### Your instructions
Reproduce every line of the listing below without changing anything.

(Data entries)
## Start

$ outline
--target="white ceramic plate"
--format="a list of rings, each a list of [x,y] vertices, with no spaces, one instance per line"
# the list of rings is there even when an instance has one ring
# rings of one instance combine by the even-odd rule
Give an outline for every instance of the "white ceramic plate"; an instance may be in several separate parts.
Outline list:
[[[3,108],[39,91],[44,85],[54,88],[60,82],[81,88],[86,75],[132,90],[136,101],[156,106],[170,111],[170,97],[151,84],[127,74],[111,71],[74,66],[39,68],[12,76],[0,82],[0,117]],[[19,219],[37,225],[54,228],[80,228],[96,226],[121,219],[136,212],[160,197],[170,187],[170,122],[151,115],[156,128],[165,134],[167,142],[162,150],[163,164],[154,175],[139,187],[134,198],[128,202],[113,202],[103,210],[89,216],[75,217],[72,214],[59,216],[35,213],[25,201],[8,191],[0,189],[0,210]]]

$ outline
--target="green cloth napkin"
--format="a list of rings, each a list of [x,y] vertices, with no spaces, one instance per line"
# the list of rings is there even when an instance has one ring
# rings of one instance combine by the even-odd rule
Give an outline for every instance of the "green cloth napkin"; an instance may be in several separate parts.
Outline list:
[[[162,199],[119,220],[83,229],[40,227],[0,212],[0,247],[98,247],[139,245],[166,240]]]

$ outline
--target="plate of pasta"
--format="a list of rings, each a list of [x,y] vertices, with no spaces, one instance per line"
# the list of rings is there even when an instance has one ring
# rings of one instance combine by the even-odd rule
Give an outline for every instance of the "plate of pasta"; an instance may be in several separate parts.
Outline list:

## End

### Expected output
$ outline
--target="white ceramic plate"
--format="a list of rings, each a list of [x,y] vertices, with no spaces, one instance per line"
# the list of rings is there even when an instance has one ring
# rings of one instance combine by the even-odd rule
Give an outline for every instance of the "white ceramic plate"; an instance may be in several separate parts.
Outline list:
[[[3,108],[39,91],[44,85],[54,88],[60,82],[81,88],[86,75],[132,90],[136,101],[156,106],[170,111],[170,97],[151,84],[127,74],[111,71],[74,66],[39,68],[12,76],[0,82],[0,117]],[[19,219],[37,225],[54,228],[80,228],[96,226],[121,219],[136,212],[160,197],[170,187],[170,122],[151,115],[156,128],[165,134],[167,142],[162,150],[163,164],[154,175],[139,187],[134,198],[128,202],[113,202],[103,210],[89,216],[75,217],[72,214],[59,216],[35,213],[25,201],[8,191],[0,189],[0,210]]]

$ outline
--target="green cloth napkin"
--format="a list of rings, each a list of [x,y] vertices, with no spaces, one instance per line"
# the list of rings is there even when an instance has one ring
# rings of one instance combine by the even-odd rule
Give an outline for every instance of the "green cloth napkin"; an instance may be in several separate parts.
Outline list:
[[[162,199],[119,220],[83,229],[40,227],[0,212],[0,247],[98,247],[139,245],[166,240]]]

$ outline
--target="plate of pasta"
--format="a list of rings, each a list of [x,y] vertices, with no spaces, one instance per line"
# the list of rings is there even when an instance has one ring
# rings of one instance combine by the even-odd rule
Give an outline for every instance of the "plate of pasta"; an instance may be in several separate parts.
Outline list:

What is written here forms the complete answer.